▶ _REQUIREMENT_
Convert the material from the line containing "the white robe" through the last line into a numbered list, leaving out any blank lines.

(Dataset items)
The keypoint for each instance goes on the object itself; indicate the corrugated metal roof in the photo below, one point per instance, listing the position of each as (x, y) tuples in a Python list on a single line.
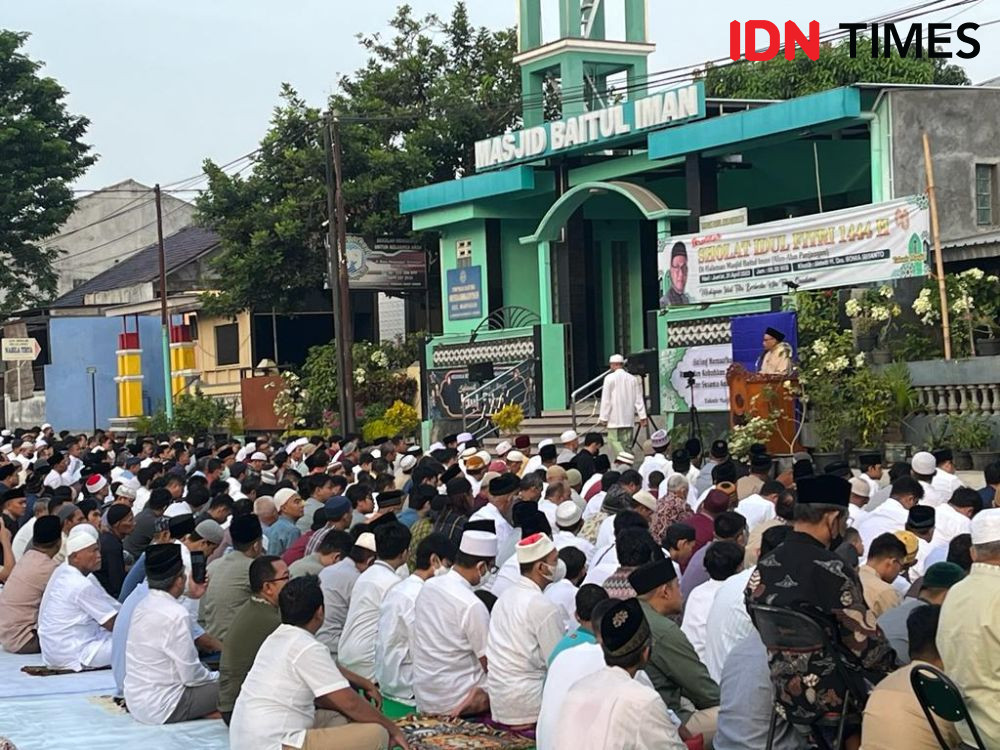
[(179, 249)]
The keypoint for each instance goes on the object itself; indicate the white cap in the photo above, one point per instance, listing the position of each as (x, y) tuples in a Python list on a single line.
[(367, 541), (986, 526), (80, 537), (479, 544), (568, 514), (177, 509), (282, 496), (645, 499), (923, 463), (534, 548)]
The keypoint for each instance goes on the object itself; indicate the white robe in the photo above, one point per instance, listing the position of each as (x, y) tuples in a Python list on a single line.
[(622, 400)]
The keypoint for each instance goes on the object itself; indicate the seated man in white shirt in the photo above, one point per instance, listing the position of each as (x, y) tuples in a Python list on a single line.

▶ _COMPLETE OUTPUT_
1. The keypoint for each instance goes on the object itself; indicate the white robe in the photo above, one point per instance, listing the position of each as (x, y) tuples in a Python list on a single line.
2. [(622, 400)]
3. The keypoint for each instance goes on the object itself; indicate the seated man in white shirt in the photo above, one point per instance, listing the position of each as (x, y) tuples in a Python list on a single line.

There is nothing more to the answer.